BEGIN PAGE
R help - Aug 2009 - Offtopic, HT vs. HH in coin flips

Dear R-help, 

Could someone please try to explain this paradox to me? What is more likely to
show up first in a string of coin tosses, "Heads then Tails", or
"Heads then Heads"?

##generate 2500 strings of random coin flips
ht <- replicate(2500,
                paste(sample(c("H", "T"), 100, replace =
TRUE),
                      collapse = ""))

## find first occurrence of HT
mean(regexpr("HT", ht))+1    #mean of HT position, 4

## find first occurrence of HH
mean(regexpr("HH", ht))+1    #mean of HH position, 6

FYI, this is not homework, I have not been in school in years.  I saw a similar
problem posed in a blog post on the Revolutions R blog, and although I believe
the answer, I'm having a hard time figuring out why this should be?

Thanks,
Erik Iverson

Well,

If the first flip is H, then the HT pattern occurs with the first flip in the
second run (after however long the 1st run of heads is).  If the first flip is
T, then the second run will be H's and the HT pattern will be the first flip
of the 3rd run.  So the HT pattern will occur after 1 or 2 runs (at the
beginning of the 2nd or 3rd).

On the other hand, the HH pattern can occur after any number of runs (given that
the H runs are only 1 long).
END PAGE
SET PROBLEM A: In the R-help thread on coin flips, where had the poster seen a similar problem?
BEGIN RECORDS SHOWN
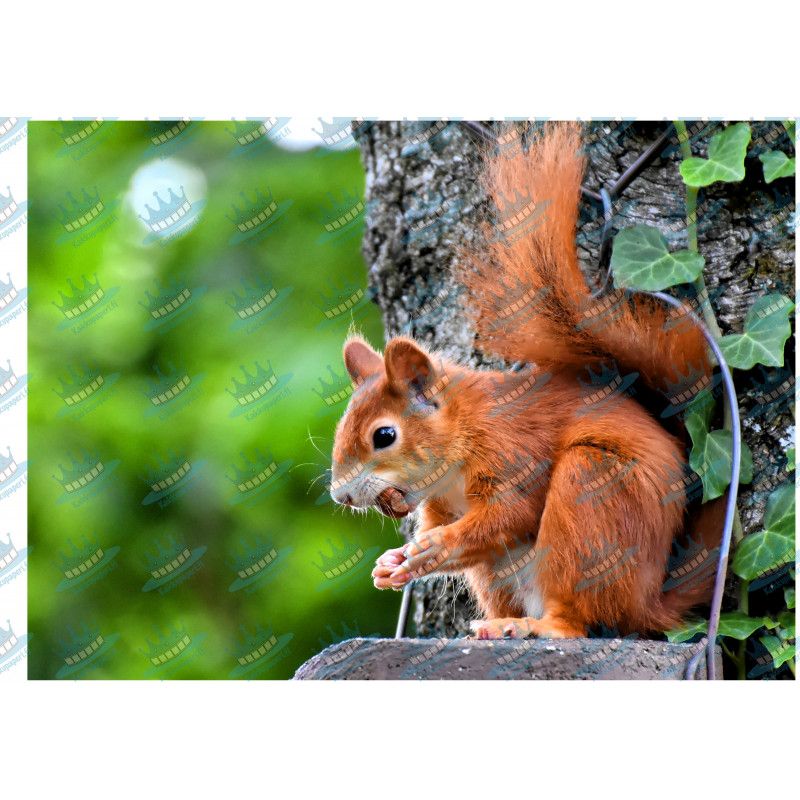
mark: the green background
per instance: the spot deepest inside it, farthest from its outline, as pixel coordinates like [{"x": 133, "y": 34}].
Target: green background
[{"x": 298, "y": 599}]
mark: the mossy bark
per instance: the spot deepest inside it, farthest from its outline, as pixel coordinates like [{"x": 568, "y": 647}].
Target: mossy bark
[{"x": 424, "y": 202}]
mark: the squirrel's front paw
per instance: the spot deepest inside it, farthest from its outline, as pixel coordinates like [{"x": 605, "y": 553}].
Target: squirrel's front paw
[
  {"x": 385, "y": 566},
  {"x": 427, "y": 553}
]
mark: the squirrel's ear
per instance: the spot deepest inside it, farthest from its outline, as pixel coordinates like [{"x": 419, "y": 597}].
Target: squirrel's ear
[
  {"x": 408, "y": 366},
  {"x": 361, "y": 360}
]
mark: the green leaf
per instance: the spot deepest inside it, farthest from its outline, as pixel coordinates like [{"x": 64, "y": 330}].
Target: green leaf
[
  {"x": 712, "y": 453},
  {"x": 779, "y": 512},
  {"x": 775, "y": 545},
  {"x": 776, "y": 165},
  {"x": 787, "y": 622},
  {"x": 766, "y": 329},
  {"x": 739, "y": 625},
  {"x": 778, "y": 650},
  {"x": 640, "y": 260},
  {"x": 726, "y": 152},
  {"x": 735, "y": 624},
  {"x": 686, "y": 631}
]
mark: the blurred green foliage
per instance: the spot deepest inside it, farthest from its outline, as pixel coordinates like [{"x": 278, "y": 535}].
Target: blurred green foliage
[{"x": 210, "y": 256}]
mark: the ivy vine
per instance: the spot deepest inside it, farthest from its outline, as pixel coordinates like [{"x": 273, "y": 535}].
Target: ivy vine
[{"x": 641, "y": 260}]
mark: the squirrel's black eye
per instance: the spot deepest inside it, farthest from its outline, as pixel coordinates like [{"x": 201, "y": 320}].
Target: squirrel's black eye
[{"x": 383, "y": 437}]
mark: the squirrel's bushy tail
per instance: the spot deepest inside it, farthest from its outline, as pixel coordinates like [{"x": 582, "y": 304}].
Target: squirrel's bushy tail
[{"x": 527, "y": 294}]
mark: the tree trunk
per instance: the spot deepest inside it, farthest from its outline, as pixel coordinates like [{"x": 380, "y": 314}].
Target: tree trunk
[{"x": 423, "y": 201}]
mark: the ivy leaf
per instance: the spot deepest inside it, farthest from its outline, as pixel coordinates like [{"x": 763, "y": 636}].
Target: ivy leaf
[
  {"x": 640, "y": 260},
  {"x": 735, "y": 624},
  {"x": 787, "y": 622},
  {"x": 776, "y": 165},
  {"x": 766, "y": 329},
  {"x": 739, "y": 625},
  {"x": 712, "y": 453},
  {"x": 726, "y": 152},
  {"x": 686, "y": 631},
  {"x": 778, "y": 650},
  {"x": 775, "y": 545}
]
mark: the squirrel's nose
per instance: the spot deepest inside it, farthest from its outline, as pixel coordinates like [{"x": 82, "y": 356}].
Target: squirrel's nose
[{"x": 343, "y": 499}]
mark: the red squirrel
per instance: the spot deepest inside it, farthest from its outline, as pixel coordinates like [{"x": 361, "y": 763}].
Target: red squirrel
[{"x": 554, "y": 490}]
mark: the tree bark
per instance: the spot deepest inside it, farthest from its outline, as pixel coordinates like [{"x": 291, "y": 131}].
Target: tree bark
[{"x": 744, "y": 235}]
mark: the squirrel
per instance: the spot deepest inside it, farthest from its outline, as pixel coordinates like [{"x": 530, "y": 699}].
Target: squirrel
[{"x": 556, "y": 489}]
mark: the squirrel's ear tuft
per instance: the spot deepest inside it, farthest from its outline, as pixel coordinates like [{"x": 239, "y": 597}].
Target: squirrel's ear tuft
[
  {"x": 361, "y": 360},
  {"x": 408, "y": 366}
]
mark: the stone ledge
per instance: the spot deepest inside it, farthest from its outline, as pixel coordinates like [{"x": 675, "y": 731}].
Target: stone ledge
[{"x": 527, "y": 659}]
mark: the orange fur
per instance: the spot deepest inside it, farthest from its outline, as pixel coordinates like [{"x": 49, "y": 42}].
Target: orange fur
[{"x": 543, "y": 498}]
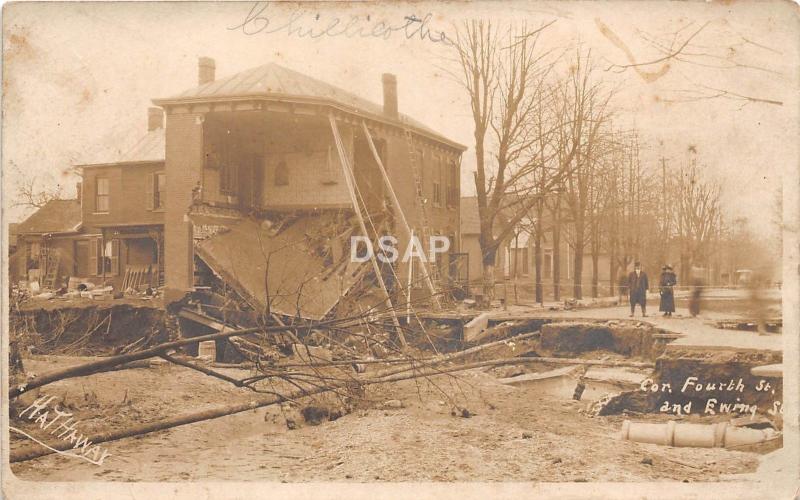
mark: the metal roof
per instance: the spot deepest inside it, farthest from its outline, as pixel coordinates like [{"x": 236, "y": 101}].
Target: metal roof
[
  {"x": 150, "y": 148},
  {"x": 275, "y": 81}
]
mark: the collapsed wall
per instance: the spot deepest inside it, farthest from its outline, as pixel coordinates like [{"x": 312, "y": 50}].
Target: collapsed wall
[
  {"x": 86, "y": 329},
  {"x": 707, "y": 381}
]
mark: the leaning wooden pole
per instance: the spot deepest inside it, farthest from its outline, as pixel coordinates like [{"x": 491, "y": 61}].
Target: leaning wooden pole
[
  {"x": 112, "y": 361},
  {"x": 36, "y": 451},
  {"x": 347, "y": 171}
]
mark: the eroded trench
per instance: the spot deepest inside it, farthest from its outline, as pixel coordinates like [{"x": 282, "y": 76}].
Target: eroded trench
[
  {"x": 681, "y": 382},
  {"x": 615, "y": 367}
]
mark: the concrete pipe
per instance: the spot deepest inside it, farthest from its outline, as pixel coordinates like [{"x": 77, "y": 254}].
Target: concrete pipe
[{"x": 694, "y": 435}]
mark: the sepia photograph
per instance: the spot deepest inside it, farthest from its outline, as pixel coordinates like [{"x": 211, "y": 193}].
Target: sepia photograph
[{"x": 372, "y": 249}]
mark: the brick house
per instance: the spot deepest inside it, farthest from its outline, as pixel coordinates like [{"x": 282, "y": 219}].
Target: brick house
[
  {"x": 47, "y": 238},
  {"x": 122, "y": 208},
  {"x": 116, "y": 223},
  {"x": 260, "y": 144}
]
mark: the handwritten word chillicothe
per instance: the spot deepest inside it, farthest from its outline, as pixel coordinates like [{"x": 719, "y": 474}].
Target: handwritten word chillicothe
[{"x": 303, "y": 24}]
END RECORDS SHOWN
SET PROBLEM B: How many lines of the records contain the string "metal"? Case counts. Give only the number.

WORKED ANSWER A: In a blog post on the Revolutions R blog.

WORKED ANSWER B: 2